*Brief*.
Rewrite the items below, swapping every "Point out" for "Locate" and leaving everything else unchanged.

[Rows from a pointing dataset]
__________________________________________________
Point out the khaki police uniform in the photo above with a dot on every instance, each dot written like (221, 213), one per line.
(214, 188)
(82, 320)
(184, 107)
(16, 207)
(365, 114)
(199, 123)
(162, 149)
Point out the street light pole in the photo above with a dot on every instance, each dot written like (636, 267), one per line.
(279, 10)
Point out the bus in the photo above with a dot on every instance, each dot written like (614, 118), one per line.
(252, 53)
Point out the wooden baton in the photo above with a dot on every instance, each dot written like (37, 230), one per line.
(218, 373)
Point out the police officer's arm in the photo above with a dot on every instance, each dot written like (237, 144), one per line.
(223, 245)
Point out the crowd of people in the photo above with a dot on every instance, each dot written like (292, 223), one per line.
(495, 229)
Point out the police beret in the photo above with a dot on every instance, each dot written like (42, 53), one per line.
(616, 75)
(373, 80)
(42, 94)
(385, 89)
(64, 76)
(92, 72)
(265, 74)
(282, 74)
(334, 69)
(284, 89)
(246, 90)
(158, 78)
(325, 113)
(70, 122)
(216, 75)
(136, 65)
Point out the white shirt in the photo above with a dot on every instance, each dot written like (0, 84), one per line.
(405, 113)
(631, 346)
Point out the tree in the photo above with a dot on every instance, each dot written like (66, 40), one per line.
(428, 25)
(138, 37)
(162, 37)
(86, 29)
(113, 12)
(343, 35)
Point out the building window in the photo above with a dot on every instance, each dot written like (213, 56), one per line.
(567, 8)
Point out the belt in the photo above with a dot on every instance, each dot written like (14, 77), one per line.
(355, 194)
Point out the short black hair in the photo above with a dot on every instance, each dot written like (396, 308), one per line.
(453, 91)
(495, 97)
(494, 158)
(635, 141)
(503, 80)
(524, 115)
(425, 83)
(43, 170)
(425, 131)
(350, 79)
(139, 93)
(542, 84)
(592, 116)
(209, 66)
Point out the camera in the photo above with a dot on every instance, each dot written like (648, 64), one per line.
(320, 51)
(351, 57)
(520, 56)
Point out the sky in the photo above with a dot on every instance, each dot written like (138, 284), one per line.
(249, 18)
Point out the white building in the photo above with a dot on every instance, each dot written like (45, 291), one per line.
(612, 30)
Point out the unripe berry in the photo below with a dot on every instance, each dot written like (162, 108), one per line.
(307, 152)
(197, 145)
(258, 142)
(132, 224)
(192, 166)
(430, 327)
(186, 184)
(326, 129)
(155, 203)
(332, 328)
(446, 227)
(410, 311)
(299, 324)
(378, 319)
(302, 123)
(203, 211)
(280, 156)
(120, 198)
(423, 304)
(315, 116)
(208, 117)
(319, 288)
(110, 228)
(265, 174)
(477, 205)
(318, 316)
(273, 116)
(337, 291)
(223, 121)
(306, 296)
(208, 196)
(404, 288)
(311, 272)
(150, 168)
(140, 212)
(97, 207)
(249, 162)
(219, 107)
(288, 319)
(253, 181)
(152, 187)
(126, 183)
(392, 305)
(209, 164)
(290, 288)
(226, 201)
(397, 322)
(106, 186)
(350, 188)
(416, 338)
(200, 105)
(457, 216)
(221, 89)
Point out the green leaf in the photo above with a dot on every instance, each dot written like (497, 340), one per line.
__________________________________________________
*Solution for this task*.
Locate the khaki police uniform in the photo above with a dot on every instance, each dot written like (221, 213), one per line.
(214, 188)
(82, 320)
(184, 107)
(16, 207)
(365, 114)
(199, 123)
(162, 149)
Locate the street light pole in the photo above with a dot on every instance, each dot written like (636, 267), one per line.
(279, 10)
Locate the bus in the photo above with a dot on every instance, each dot written like (614, 118), one per line.
(252, 53)
Locate the wooden baton in the photo above with a dot on every instance, each dot written like (37, 230), one per line.
(218, 373)
Locate the police officer's arm in the photo above with a dot on every instance, each dot written like (237, 144), one per line.
(223, 245)
Locate the crowd of people in the photo above with a dot on every instance, each dot written like (292, 223), one per line.
(495, 229)
Locate the police beret in the photo above with a dot on every instance, each dot written like (42, 53), one per line.
(616, 75)
(373, 80)
(42, 94)
(385, 89)
(64, 76)
(92, 72)
(265, 74)
(282, 74)
(334, 69)
(284, 89)
(246, 90)
(158, 78)
(325, 113)
(70, 122)
(216, 75)
(136, 65)
Locate the white shirt in the photo above with a dot on every instance, each dot written like (0, 84), one per line.
(405, 113)
(631, 346)
Locate the tree in the photo above with a dot on every instance, each dot written like (66, 40), one per line.
(428, 25)
(138, 37)
(162, 37)
(86, 29)
(113, 12)
(343, 35)
Locate the building window in the photo above with a dot on every instance, each dot written like (213, 56), one per line.
(567, 8)
Locate the belt in the photo above with a dot on every instance, each dot written like (14, 77), one per line.
(355, 194)
Locate the short black hair in the photo above with a dot on every instance, each dot written like (396, 308), one per line.
(453, 91)
(495, 97)
(494, 158)
(635, 141)
(503, 80)
(524, 115)
(425, 83)
(43, 170)
(425, 131)
(350, 79)
(139, 93)
(542, 84)
(592, 116)
(209, 66)
Locate the camera in the photo above with a dot on every instance, each dot written like (648, 64), one per line.
(320, 51)
(351, 57)
(520, 56)
Locate the sky in the photo above with a dot on every instance, each dot written like (138, 284), one per line.
(249, 18)
Locate the white building in the photo above with a dot on every instance, each dot written like (45, 291), one per line.
(612, 30)
Locate the unripe berry in the photo below with a dot on every instance, each dot written like (162, 108), one per line.
(307, 152)
(197, 145)
(258, 142)
(132, 224)
(192, 166)
(430, 327)
(186, 184)
(326, 129)
(155, 203)
(332, 328)
(446, 227)
(410, 311)
(299, 324)
(378, 319)
(302, 123)
(203, 211)
(280, 156)
(120, 198)
(423, 304)
(315, 116)
(208, 117)
(319, 288)
(110, 228)
(265, 174)
(477, 205)
(318, 316)
(273, 116)
(337, 291)
(223, 121)
(306, 296)
(208, 196)
(404, 288)
(311, 272)
(150, 168)
(140, 212)
(97, 207)
(249, 162)
(219, 107)
(288, 319)
(253, 181)
(152, 187)
(126, 183)
(392, 305)
(209, 164)
(290, 288)
(226, 201)
(397, 322)
(106, 186)
(350, 188)
(416, 338)
(200, 105)
(457, 216)
(221, 89)
Locate the green leaf in the photo above with a dot on every instance, each dot written like (497, 340), one per line.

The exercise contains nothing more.